Pick out every line in the records below that contains the word "white", and copy each one. Case counts.
····················
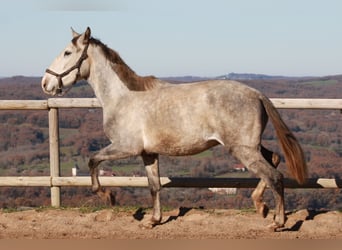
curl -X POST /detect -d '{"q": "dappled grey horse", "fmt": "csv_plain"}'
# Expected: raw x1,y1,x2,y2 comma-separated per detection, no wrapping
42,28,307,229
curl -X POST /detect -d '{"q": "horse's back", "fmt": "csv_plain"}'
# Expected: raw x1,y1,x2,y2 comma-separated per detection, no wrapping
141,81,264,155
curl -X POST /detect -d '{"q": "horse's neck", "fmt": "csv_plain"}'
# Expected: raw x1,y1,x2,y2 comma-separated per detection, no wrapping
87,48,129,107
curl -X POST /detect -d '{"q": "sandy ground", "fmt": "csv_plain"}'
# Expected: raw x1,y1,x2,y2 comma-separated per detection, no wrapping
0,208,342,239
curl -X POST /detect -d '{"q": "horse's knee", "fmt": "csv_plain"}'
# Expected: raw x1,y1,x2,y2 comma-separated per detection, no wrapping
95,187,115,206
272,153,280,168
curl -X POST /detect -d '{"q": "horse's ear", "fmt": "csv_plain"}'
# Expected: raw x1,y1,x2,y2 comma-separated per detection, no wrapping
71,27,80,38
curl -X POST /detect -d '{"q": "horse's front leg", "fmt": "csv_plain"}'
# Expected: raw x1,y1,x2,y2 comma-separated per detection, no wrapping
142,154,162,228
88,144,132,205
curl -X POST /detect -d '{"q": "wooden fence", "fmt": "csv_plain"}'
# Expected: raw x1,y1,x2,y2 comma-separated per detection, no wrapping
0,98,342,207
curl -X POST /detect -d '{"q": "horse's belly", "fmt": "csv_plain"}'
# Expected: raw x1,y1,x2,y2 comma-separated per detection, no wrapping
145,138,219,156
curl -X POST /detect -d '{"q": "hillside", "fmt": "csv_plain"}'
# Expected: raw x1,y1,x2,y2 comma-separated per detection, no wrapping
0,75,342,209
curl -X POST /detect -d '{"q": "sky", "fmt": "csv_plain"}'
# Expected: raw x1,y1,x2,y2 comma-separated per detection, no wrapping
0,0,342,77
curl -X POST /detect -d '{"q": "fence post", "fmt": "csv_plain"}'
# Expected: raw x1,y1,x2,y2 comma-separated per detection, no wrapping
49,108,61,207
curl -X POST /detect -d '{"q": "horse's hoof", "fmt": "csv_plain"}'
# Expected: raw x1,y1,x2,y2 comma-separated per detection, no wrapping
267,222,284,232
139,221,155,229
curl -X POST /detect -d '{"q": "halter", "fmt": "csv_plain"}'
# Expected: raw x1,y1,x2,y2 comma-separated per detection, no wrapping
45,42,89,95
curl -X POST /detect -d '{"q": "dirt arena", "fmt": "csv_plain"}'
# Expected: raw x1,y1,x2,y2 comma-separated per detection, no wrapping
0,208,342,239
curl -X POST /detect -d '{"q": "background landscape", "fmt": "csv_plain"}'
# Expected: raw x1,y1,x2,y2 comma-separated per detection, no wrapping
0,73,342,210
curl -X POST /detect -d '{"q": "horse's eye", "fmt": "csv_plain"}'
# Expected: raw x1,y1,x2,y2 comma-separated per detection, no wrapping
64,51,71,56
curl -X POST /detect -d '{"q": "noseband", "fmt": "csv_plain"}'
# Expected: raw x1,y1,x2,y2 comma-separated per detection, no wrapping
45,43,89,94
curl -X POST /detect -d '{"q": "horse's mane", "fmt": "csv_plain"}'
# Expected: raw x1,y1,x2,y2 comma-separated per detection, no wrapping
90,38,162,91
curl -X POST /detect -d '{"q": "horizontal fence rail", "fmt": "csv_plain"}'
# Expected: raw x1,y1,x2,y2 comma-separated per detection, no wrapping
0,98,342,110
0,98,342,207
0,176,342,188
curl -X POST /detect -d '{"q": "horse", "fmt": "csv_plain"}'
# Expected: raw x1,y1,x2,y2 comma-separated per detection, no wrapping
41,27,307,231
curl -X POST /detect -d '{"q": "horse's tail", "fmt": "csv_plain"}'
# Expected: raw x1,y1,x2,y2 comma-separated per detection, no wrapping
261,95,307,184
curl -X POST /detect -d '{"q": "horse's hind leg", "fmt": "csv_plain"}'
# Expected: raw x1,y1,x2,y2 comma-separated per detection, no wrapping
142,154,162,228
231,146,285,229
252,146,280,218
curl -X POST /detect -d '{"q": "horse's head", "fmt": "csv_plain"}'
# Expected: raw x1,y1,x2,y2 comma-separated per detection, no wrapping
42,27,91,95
····················
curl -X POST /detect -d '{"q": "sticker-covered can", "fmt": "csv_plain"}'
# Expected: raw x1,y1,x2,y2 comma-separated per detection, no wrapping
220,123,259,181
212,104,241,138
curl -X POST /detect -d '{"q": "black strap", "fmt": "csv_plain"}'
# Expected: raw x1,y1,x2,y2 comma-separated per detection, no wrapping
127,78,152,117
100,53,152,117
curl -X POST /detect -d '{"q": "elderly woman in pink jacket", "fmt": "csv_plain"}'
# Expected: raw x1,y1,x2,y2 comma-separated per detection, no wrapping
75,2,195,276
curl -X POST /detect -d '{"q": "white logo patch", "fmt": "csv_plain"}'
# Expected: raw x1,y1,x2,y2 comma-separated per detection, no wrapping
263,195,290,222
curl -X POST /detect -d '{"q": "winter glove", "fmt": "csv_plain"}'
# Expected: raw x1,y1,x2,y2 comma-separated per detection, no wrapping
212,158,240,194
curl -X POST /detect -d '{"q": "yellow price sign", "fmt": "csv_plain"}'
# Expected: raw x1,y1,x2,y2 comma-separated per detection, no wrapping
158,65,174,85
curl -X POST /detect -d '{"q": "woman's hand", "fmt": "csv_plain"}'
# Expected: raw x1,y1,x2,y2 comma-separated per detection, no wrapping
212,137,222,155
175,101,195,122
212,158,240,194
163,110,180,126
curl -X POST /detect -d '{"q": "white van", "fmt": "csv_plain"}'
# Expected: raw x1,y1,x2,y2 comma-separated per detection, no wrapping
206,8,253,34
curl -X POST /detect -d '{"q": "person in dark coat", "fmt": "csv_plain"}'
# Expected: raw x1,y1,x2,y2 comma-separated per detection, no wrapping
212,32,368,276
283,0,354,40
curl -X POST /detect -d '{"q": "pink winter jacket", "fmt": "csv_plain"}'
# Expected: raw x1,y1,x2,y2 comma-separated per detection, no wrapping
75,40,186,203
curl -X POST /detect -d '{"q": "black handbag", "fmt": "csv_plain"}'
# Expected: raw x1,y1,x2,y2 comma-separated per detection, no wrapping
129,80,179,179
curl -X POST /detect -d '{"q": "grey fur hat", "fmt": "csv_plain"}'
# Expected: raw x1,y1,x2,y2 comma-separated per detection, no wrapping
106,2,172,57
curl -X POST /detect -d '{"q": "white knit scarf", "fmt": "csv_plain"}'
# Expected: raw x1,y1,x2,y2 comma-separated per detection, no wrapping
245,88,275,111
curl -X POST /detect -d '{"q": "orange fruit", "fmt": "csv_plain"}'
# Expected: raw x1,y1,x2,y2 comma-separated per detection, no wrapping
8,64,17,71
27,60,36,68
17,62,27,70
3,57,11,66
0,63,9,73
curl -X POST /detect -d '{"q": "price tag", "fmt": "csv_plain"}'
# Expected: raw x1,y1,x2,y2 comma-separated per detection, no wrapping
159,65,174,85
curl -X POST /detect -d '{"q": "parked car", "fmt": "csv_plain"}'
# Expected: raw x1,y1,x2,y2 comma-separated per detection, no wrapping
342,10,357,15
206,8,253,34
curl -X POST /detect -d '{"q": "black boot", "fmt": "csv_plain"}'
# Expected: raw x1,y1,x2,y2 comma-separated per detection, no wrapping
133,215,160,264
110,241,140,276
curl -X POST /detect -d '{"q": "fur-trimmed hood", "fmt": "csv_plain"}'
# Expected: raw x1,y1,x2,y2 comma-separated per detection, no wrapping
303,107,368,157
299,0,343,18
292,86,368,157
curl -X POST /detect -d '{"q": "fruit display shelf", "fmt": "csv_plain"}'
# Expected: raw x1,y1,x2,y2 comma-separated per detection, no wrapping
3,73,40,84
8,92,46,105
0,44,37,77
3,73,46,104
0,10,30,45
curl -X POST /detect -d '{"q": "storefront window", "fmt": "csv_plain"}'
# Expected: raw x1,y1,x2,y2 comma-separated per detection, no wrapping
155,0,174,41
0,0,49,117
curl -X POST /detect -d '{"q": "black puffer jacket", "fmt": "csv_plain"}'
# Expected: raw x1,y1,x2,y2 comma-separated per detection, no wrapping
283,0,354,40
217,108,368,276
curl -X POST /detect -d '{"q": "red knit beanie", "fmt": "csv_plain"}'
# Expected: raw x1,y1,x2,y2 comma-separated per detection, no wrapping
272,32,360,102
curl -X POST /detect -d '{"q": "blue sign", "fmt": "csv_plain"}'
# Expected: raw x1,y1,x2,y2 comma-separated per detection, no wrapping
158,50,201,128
····················
Exercise solution:
curl -X POST /detect -d '{"q": "white logo patch", "fmt": "csv_plain"}'
curl -X POST /detect -d '{"q": "white van", "fmt": "csv_plain"}'
curl -X POST /detect -d '{"q": "white knit scarf", "fmt": "csv_plain"}'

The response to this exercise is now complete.